▶ Exercise goal
Retype the stretch of the records from the line containing "Radiology assistant, locate the wooden" through the end of the records, reproducing each line character for character.

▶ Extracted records
++++++++

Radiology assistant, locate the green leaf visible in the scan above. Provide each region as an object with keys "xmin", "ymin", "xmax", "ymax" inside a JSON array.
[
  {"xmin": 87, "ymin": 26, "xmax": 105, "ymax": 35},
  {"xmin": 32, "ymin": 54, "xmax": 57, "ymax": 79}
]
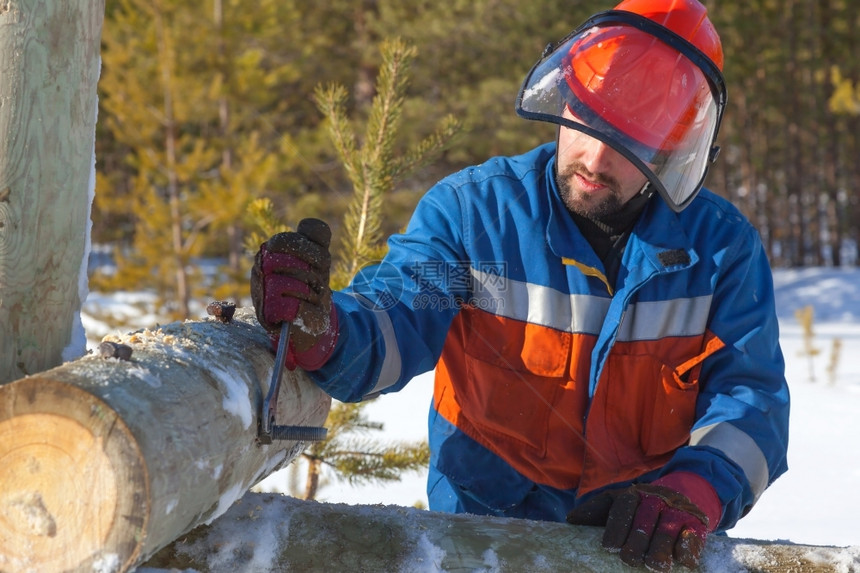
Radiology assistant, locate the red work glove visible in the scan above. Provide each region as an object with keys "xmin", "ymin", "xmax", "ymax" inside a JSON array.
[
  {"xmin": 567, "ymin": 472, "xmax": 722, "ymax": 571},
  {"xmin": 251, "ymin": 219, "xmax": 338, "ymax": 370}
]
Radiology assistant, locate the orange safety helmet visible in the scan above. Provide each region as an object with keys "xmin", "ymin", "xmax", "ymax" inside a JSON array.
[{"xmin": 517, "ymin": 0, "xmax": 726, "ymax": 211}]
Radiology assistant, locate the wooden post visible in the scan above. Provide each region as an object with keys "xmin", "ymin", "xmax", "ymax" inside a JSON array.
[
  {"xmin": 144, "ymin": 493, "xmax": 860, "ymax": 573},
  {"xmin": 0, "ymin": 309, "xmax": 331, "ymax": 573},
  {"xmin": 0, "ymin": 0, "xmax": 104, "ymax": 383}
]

++++++++

▶ Written answer
Radiology assistant, locate the wooden post visible in the scan above. Provide each region as an object with keys "xmin", "ymin", "xmax", "ymax" inside a JSON array.
[
  {"xmin": 144, "ymin": 493, "xmax": 860, "ymax": 573},
  {"xmin": 0, "ymin": 309, "xmax": 331, "ymax": 573},
  {"xmin": 0, "ymin": 0, "xmax": 104, "ymax": 383}
]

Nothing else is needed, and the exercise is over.